- _Provided information_
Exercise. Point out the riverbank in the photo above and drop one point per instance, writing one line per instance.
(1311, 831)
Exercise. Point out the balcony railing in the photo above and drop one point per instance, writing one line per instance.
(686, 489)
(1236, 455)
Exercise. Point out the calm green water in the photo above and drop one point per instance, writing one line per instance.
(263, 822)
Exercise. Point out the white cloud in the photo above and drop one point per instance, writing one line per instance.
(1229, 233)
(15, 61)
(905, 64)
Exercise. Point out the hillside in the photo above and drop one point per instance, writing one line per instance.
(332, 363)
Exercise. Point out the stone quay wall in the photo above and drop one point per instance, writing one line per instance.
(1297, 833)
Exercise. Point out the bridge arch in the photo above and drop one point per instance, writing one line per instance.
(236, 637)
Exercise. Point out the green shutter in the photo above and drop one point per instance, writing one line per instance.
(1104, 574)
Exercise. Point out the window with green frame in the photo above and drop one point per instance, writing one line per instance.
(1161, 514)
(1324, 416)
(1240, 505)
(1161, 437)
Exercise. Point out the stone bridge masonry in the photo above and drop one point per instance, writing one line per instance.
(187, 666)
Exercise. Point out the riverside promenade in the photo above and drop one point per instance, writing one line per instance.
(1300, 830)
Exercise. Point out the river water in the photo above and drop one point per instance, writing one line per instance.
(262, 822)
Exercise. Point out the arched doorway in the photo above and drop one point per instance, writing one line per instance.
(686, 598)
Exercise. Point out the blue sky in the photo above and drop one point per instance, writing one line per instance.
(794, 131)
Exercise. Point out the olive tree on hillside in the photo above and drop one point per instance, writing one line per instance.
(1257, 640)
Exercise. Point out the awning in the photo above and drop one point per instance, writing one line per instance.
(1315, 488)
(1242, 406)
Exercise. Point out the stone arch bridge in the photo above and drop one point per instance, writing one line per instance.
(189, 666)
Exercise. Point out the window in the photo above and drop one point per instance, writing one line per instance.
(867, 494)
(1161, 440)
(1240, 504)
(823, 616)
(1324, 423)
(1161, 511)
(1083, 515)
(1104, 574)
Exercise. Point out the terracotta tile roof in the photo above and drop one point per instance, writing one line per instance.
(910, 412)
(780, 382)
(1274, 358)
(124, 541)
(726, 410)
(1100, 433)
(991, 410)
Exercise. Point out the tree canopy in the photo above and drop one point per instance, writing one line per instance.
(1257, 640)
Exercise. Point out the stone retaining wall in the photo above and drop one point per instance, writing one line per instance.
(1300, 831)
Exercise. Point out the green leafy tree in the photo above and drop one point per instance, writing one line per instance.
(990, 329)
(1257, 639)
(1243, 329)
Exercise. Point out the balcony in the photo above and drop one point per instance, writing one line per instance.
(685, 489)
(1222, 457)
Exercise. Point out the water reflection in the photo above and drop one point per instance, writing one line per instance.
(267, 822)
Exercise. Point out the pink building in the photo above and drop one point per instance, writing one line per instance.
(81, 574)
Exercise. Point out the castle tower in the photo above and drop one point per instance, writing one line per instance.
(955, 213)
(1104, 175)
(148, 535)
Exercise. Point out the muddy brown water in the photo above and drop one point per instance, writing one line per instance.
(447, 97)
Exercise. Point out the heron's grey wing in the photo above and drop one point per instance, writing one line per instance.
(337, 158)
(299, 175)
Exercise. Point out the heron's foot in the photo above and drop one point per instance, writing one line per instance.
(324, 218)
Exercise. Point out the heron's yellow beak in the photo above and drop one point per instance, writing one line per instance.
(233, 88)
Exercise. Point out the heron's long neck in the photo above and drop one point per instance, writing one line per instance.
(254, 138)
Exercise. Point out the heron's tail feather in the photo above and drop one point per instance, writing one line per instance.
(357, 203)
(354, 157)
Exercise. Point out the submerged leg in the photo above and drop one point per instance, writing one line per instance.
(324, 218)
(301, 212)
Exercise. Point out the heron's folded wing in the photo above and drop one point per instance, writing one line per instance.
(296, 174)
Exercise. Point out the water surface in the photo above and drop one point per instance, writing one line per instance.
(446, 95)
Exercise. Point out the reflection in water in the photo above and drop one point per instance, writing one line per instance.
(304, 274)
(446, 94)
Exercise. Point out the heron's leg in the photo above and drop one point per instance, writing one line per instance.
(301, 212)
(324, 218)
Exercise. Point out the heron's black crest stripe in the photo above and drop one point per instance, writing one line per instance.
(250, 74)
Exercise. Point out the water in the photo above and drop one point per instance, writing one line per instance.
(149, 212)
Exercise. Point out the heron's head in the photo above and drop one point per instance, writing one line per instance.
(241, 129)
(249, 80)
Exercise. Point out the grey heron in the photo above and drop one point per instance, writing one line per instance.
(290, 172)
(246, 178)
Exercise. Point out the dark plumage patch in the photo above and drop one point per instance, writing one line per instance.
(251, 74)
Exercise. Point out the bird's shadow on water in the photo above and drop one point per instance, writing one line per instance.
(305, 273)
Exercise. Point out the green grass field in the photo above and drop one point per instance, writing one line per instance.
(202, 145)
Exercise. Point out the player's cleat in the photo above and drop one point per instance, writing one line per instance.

- _Exercise prompt_
What belongs in the answer is the line with "Exercise. Point out the green grass" plus every later line of the listing, copied word for word and nothing besides.

- _Solution to this exercise_
Exercise. Point out the green grass field in the photo above and drop one point per instance, writing one line per instance.
(202, 145)
Exercise. Point out the player's cleat in the photo above and drop one point per instance, writing one line per instance.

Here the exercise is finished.